## SET PROBLEM
How many lines in the material below contain the word "blue"? Reply with the number only.

## Data listing
* Start *

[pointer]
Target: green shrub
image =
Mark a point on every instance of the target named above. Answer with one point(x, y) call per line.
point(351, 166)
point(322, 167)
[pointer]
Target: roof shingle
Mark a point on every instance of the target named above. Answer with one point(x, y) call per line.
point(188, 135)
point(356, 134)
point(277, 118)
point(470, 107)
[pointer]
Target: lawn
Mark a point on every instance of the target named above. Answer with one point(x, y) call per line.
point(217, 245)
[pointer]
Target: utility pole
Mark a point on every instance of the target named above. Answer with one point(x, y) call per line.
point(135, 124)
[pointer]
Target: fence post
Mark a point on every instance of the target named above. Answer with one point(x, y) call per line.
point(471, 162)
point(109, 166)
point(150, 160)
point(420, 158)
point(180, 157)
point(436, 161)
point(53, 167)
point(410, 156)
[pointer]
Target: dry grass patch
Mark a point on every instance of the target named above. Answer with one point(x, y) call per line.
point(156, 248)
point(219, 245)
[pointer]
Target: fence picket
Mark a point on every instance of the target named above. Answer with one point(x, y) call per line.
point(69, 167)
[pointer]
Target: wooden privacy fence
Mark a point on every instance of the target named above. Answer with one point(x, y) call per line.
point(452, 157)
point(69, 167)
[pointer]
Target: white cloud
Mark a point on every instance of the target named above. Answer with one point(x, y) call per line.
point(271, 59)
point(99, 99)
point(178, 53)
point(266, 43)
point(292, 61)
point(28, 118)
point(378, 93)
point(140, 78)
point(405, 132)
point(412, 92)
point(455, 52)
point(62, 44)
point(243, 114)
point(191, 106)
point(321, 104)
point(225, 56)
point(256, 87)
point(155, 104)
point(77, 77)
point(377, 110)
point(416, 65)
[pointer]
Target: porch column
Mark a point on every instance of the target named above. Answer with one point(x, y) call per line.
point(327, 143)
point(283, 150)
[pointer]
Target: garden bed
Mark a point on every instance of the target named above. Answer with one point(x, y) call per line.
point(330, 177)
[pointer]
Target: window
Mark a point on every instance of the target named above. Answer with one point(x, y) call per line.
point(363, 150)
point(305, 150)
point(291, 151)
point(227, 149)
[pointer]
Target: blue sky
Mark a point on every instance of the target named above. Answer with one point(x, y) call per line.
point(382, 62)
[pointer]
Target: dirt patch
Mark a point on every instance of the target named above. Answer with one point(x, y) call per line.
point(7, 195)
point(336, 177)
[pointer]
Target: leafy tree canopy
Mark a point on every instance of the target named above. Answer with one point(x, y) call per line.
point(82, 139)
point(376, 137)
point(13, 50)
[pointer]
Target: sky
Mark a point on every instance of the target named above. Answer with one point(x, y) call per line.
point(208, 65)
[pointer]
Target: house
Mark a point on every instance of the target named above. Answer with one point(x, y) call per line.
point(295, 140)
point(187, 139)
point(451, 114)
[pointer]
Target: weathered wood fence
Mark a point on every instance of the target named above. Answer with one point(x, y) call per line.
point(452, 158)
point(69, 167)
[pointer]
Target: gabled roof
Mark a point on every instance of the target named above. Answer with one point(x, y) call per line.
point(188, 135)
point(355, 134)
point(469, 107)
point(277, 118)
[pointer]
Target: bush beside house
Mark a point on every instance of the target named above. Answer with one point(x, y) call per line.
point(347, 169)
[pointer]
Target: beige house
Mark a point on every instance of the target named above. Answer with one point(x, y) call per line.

* End *
* Start *

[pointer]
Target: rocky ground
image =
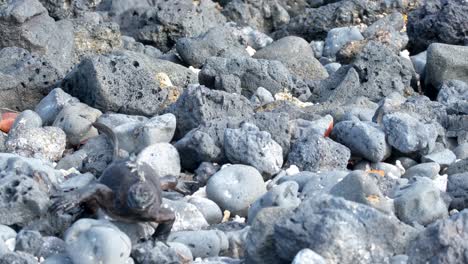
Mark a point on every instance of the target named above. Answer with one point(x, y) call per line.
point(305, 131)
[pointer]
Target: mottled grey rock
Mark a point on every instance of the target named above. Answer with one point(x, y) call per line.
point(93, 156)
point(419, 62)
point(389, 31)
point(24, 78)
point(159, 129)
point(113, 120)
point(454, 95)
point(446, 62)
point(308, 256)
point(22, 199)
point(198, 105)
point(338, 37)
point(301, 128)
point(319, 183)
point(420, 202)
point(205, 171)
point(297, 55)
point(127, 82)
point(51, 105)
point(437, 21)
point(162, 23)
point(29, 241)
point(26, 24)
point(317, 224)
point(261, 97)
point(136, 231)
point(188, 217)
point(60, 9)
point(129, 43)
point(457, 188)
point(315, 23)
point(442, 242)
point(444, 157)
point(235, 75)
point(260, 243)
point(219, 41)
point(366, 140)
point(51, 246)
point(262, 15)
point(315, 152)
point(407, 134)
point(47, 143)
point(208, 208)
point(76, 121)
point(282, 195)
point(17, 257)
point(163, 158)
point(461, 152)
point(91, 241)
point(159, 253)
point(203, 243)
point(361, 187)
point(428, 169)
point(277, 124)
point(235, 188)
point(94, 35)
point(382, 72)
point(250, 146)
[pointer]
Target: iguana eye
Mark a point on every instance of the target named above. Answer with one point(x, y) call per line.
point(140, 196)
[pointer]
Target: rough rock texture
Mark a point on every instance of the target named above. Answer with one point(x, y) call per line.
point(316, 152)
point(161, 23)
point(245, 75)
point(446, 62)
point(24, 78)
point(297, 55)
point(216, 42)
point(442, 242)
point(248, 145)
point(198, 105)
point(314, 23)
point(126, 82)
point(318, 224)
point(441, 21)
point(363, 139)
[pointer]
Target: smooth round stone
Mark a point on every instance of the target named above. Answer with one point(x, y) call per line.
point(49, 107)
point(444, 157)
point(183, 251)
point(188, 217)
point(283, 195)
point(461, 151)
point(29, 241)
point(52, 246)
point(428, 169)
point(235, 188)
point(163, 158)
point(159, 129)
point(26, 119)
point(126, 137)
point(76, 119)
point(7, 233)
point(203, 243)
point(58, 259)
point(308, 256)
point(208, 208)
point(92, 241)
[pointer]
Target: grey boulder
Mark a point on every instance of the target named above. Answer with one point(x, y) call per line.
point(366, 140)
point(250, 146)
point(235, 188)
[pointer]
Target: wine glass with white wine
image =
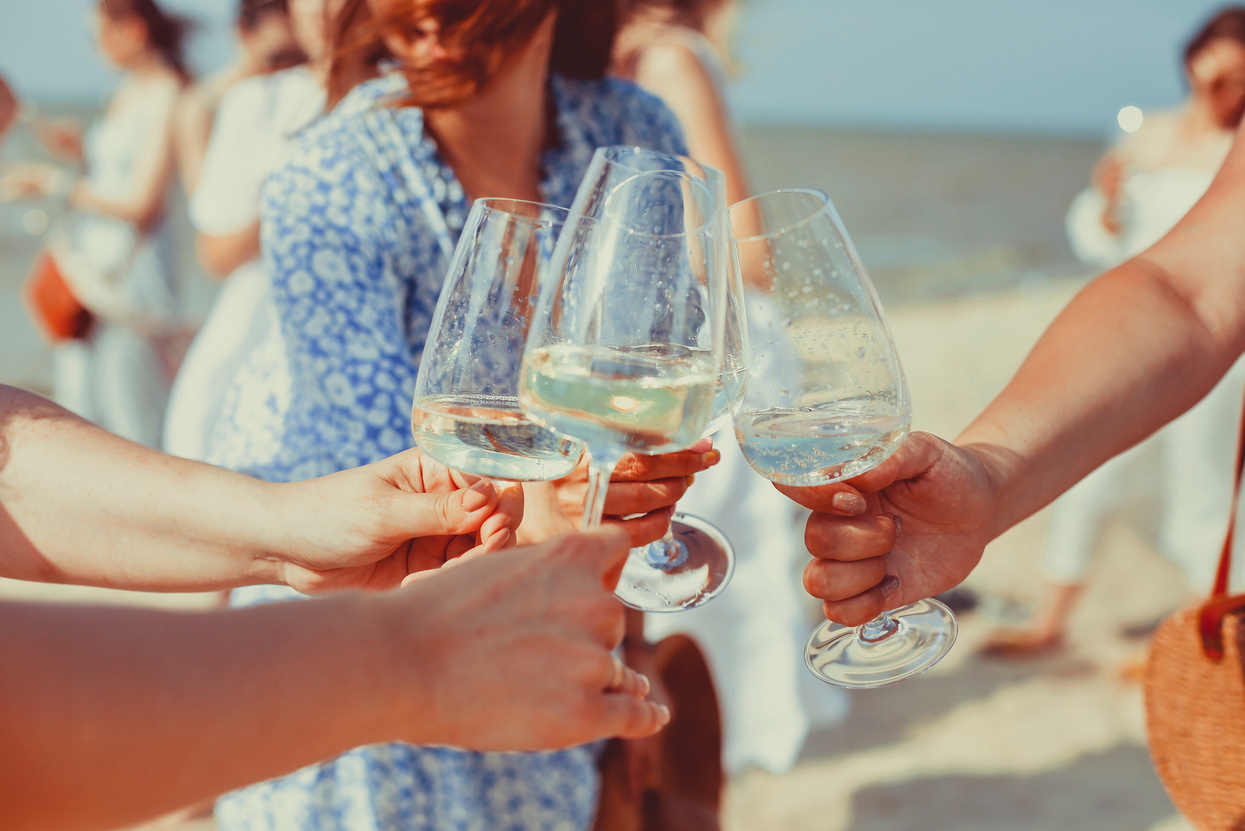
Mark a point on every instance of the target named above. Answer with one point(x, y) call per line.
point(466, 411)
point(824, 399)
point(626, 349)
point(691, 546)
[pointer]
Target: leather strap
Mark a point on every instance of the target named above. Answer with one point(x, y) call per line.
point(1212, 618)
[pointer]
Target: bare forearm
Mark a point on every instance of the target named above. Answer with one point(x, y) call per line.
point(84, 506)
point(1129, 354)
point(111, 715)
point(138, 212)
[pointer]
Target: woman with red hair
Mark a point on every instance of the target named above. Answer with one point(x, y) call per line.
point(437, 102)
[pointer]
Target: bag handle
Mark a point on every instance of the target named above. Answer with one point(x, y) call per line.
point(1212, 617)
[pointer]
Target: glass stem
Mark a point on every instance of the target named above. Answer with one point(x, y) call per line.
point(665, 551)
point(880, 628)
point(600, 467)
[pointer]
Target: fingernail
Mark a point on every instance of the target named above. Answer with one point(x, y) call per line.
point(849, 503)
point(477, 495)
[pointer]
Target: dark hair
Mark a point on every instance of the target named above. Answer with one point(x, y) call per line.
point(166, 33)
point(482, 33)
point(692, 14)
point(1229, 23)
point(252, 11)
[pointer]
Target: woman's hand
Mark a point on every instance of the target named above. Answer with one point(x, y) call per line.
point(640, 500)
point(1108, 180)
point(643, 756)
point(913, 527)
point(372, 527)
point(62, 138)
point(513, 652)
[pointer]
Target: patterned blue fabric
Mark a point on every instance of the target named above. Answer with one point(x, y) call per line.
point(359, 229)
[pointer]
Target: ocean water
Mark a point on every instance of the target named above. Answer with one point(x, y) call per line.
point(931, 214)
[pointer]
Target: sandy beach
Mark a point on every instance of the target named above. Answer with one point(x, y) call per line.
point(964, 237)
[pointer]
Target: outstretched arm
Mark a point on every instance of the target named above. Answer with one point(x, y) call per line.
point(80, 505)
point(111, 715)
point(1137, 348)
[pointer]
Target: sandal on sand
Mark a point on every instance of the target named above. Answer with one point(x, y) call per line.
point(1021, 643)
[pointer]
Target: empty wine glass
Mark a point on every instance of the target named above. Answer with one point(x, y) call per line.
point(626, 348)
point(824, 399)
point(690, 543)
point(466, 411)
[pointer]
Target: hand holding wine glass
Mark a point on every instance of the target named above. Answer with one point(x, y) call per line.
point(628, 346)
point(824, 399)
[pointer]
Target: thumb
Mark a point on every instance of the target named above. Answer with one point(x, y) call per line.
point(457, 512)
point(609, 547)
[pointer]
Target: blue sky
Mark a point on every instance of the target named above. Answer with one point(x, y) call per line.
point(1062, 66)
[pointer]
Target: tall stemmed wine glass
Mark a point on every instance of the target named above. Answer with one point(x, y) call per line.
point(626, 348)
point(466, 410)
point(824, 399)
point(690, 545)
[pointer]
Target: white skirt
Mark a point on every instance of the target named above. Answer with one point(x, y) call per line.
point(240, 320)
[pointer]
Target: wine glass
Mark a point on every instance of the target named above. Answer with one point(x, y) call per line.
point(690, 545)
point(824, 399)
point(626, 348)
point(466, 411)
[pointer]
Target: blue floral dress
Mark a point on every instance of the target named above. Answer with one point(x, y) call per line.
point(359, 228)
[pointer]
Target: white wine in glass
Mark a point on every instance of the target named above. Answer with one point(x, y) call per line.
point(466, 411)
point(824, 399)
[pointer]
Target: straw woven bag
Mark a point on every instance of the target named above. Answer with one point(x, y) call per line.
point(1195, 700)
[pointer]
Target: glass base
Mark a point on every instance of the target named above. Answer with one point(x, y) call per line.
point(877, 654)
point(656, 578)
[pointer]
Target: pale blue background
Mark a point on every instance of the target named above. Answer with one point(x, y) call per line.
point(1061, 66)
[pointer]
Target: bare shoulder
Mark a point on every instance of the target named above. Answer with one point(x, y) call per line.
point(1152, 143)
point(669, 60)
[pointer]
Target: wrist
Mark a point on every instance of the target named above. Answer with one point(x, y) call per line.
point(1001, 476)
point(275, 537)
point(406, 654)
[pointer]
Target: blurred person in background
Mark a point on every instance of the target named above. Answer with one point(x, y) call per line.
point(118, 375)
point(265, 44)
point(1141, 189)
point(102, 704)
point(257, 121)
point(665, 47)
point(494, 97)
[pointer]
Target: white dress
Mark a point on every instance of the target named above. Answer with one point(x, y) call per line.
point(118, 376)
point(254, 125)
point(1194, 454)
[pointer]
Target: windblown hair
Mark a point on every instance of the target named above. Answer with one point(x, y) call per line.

* End *
* Start *

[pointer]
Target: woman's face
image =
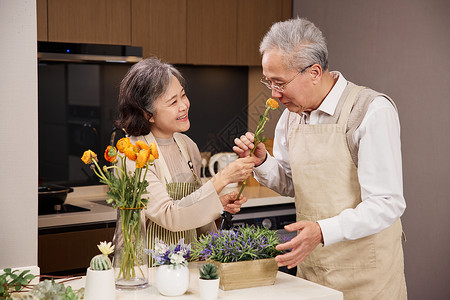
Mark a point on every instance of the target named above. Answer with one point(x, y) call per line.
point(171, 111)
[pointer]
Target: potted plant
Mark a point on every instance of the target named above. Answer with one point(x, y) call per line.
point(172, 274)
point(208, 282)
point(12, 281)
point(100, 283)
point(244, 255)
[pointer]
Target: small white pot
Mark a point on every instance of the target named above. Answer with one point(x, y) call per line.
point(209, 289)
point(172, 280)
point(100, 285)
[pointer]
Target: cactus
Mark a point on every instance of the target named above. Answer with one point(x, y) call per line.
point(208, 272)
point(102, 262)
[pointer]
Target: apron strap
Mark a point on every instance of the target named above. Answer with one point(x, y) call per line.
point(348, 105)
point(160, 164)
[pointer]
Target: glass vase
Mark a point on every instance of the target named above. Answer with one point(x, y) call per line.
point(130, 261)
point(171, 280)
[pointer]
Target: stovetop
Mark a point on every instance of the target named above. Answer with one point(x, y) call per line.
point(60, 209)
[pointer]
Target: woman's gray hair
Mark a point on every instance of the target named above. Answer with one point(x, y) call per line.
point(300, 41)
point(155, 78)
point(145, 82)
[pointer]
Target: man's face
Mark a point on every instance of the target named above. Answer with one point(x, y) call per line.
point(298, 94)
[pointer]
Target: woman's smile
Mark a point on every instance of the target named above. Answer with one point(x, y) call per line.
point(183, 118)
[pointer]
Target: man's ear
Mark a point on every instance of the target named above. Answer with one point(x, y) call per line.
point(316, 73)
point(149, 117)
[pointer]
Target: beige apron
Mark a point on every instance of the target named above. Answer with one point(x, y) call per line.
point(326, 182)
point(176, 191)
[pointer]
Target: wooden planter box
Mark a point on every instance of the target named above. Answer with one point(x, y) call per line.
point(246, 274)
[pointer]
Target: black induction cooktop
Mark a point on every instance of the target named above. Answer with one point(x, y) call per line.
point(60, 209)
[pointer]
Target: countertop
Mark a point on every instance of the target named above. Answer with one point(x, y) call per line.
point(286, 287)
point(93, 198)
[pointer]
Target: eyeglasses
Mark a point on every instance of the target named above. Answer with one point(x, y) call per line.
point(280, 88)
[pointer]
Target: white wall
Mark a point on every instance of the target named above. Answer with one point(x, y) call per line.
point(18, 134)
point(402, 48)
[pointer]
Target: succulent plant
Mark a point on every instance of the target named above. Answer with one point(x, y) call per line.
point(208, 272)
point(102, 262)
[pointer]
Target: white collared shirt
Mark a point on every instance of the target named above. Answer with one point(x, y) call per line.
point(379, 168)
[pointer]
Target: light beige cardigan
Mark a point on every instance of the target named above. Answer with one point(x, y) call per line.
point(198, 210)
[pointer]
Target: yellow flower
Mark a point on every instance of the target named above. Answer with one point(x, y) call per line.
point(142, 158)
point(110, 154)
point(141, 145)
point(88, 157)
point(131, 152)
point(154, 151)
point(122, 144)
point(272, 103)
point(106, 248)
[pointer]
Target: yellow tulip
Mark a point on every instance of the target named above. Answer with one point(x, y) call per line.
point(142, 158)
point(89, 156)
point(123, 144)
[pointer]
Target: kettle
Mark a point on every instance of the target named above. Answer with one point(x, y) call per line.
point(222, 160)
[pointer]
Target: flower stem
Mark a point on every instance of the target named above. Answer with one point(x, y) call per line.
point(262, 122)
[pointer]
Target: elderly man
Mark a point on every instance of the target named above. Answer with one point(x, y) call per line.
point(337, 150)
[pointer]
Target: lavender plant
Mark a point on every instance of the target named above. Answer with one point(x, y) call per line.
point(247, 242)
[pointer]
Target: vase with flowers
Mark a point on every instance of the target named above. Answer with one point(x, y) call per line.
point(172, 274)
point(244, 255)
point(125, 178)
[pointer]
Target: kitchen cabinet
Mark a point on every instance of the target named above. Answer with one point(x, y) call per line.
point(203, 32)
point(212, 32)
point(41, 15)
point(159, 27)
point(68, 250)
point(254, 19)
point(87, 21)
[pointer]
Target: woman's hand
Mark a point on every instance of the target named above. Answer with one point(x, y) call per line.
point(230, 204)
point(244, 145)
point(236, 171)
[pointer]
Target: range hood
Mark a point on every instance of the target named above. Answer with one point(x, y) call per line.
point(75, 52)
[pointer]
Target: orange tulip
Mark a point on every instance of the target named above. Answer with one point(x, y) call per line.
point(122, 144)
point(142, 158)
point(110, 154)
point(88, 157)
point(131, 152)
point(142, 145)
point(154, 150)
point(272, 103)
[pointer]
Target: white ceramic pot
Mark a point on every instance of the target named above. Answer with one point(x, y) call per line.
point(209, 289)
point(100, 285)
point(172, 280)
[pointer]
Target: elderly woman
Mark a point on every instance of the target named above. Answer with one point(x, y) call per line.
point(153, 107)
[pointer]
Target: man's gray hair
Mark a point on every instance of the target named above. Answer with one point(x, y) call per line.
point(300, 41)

* End *

## FULL SOLUTION
5